#### Problem requirements
Reproduce every one of the entries below verbatim, line for line, without any changes.

§

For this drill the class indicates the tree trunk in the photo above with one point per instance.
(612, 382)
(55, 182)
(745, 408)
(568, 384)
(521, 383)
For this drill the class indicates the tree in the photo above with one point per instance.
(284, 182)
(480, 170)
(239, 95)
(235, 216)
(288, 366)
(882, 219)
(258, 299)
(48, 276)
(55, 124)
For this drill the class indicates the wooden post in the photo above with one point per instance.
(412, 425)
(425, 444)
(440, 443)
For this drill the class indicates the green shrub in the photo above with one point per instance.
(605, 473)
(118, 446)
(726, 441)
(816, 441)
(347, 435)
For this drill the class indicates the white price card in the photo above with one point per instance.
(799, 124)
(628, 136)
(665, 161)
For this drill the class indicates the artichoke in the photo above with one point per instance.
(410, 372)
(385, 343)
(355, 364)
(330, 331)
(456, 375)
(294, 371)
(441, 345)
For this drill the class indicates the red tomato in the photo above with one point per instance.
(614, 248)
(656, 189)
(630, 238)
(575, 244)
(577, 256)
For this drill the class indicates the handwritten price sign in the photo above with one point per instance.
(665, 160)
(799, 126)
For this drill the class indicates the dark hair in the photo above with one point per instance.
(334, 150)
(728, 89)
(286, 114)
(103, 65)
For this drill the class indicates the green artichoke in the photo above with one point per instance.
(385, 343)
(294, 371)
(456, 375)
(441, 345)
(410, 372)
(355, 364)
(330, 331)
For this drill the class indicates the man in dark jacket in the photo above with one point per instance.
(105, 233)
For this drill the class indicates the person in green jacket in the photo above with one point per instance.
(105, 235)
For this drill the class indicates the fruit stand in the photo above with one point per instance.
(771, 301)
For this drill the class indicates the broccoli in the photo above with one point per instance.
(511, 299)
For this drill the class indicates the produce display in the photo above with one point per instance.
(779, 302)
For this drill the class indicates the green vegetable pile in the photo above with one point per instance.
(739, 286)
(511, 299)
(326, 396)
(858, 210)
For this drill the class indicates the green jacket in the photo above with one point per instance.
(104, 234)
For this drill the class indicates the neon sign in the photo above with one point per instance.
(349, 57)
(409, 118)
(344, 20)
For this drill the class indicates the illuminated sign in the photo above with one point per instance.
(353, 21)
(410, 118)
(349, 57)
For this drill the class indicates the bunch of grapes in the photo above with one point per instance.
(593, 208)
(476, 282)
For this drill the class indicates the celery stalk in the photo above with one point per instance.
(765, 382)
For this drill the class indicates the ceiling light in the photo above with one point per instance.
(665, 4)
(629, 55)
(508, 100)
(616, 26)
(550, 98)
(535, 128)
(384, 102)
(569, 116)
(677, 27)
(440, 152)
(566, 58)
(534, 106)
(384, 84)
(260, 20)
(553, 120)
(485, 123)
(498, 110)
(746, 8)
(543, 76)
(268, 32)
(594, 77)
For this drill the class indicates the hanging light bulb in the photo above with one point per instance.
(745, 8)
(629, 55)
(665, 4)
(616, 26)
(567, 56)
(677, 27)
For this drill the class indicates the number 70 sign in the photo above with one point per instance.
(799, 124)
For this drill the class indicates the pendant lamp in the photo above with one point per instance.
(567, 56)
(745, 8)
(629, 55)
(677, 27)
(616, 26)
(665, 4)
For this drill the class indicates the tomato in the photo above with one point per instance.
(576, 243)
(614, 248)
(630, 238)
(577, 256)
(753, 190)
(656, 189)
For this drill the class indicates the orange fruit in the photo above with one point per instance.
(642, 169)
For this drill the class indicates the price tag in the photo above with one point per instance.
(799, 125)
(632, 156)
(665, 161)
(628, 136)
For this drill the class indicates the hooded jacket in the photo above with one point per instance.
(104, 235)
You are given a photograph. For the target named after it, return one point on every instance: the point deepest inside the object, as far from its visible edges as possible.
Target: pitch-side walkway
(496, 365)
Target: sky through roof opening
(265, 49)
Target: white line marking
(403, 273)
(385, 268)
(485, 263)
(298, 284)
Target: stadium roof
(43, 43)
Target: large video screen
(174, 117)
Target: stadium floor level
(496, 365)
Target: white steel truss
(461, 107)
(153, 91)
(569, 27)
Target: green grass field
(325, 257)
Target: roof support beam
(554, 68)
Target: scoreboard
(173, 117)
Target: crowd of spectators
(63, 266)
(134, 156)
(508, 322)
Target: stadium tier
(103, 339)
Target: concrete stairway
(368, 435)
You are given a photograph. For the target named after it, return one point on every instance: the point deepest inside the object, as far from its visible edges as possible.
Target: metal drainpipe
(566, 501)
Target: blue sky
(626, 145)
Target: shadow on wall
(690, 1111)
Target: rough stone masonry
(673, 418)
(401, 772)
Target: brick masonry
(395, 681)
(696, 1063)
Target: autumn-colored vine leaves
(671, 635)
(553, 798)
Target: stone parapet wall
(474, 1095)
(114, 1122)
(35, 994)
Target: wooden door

§

#### Task solution
For this drill the class indicates the tree trunk in the photo above with one point per instance.
(612, 382)
(55, 182)
(745, 408)
(568, 384)
(521, 383)
For this drill the class indicates the tree in the photo above with one point per instance.
(284, 182)
(480, 170)
(239, 95)
(235, 216)
(288, 366)
(882, 219)
(258, 299)
(48, 276)
(55, 124)
For this drill the class indicates the wooden post in the photo above with one point per instance.
(412, 425)
(425, 444)
(440, 443)
For this drill the class indicates the green shrub in the photo above with one point per instance.
(605, 473)
(118, 446)
(726, 441)
(816, 441)
(347, 435)
For this drill the class indicates the white price card in the photo above with one point per instance.
(799, 124)
(628, 136)
(665, 161)
For this drill the class indicates the artichoke in the photo above with one point per instance.
(410, 372)
(385, 343)
(355, 364)
(330, 331)
(456, 375)
(294, 371)
(441, 345)
For this drill the class indicates the red tomato in the photo above with one point per instance.
(614, 248)
(656, 189)
(630, 238)
(575, 244)
(577, 256)
For this drill the class indicates the handwritten price sign in the photo above with one point per instance.
(665, 160)
(799, 126)
For this drill the class indicates the dark hair in the photo above with one point per instance.
(334, 150)
(728, 89)
(286, 114)
(103, 65)
For this drill the class indicates the green artichoke in the photo above with one point per instance.
(385, 343)
(294, 371)
(456, 375)
(441, 345)
(410, 372)
(355, 364)
(330, 331)
For this drill the class indicates the man in dark jacket in the photo above with one point per instance.
(105, 233)
For this drill the class indicates the person in green jacket in the photo above with one point per instance.
(105, 235)
For this drill the class indicates the fruit stand in the photo above with one point per instance.
(771, 301)
For this drill the class indicates the broccoli in the photo above with one point per instance.
(511, 299)
For this drill the class indicates the produce display in the photo above with one point per instance.
(779, 302)
For this drill the class indicates the green vegetable pile in the photo above with one point per instance.
(739, 286)
(511, 299)
(326, 396)
(858, 210)
For this drill the class indicates the green jacket in the photo above with one point per instance.
(104, 234)
For this drill the class indicates the neon sign in the photo above with one point per instance.
(349, 57)
(409, 118)
(344, 20)
For this drill the class indicates the illuminated sign in the photo above with one point per instance.
(353, 21)
(410, 118)
(349, 57)
For this drill the class indicates the bunch of grapes in the photo above with one point per instance.
(593, 208)
(476, 282)
For this drill the class indicates the celery stalk in the photo above with one point per instance.
(765, 382)
For this drill the class indicates the ceiling light in the photo above with one point per instance.
(665, 4)
(629, 55)
(508, 100)
(616, 26)
(550, 98)
(535, 128)
(384, 102)
(569, 116)
(677, 27)
(440, 152)
(566, 58)
(534, 106)
(384, 84)
(260, 20)
(553, 120)
(485, 123)
(498, 110)
(746, 8)
(543, 76)
(268, 32)
(594, 77)
For this drill the class indicates the hanging light bulb in the photo above with one point per instance.
(745, 8)
(629, 55)
(665, 4)
(616, 26)
(567, 56)
(677, 27)
For this drill the class indicates the number 70 sign in the photo above with one point per instance.
(799, 124)
For this drill the class indicates the pendant lamp in the photo above with one point per instance.
(567, 56)
(745, 8)
(629, 55)
(677, 27)
(616, 26)
(665, 4)
For this drill the class indicates the tomato in the photo above with one point per instance.
(576, 243)
(614, 248)
(630, 238)
(577, 256)
(753, 190)
(656, 189)
For this drill the class indicates the orange fruit in the photo above with one point per instance.
(642, 169)
For this drill the class indicates the price tag in the photo above with one point per instance.
(799, 125)
(632, 156)
(665, 161)
(628, 136)
For this drill the class indicates the hooded jacket in the photo above with one point per instance.
(104, 235)
You are given a photograph. For the target named after it, return one point on every instance: the point deepest inside the object, as far from its visible edges as possible.
Target: pitch-side walkway
(496, 365)
Target: sky through roof opening
(265, 49)
Target: white line marking
(403, 273)
(385, 268)
(485, 263)
(298, 284)
Target: stadium roof
(43, 43)
Target: large video screen
(174, 117)
Target: stadium floor level
(496, 365)
Target: white steel truss
(461, 107)
(153, 91)
(569, 27)
Target: green grass field
(325, 257)
Target: roof support beam
(554, 68)
Target: scoreboard
(173, 117)
Target: crowd of spectators
(63, 266)
(134, 156)
(508, 322)
Target: stadium tier
(103, 339)
Target: concrete stairway
(368, 435)
You are given a photograph. For the target named after it, return one point on every instance: the point deepest inside the object, as far from its visible edges as possible.
Target: metal drainpipe
(566, 501)
Target: blue sky
(626, 145)
Target: shadow on wall
(690, 1111)
Target: rough stone masonry
(673, 418)
(401, 772)
Target: brick masonry
(395, 681)
(696, 1063)
Target: autumn-colored vine leaves
(671, 635)
(553, 798)
Target: stone parapet wall
(474, 1095)
(114, 1122)
(35, 994)
Target: wooden door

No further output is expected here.